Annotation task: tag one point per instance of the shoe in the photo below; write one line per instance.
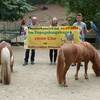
(51, 63)
(32, 62)
(54, 63)
(25, 63)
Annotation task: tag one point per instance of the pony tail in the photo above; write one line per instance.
(5, 69)
(60, 64)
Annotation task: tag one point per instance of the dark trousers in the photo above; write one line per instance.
(53, 55)
(27, 55)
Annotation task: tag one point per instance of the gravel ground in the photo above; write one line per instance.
(38, 81)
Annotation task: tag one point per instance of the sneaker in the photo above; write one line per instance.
(81, 65)
(25, 63)
(32, 62)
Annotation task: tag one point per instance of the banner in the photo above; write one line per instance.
(51, 37)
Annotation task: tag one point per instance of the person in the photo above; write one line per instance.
(81, 25)
(53, 52)
(33, 22)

□ □ □

• **WHAT IS NEEDED**
Please retype the data exactly as it appears, but without any of its pictures.

• **EXERCISE SOLUTION**
Annotation task: tag one point per instance of the shoe in the photo below; write one line per instance.
(51, 63)
(32, 62)
(54, 63)
(25, 63)
Annotation task: tag one point per instance of the pony tail in the photo above; write one line per instance.
(5, 69)
(60, 64)
Annotation task: tag one point per instance of the dark trousers in the photo above; write one line per instance.
(53, 55)
(27, 55)
Annotation task: tag one point per instance of the gravel ground in the photo above; write one line per instance.
(38, 81)
Annotation task: tag one point per instance of the sneaker in the photo above; write one line per instance.
(81, 65)
(25, 63)
(32, 62)
Annotation task: tag one point per instance of the banner in the photo above; write one line per instance.
(51, 37)
Annotation task: tag one point per instance of the person in the photo above; write one line per instance.
(81, 25)
(53, 52)
(33, 22)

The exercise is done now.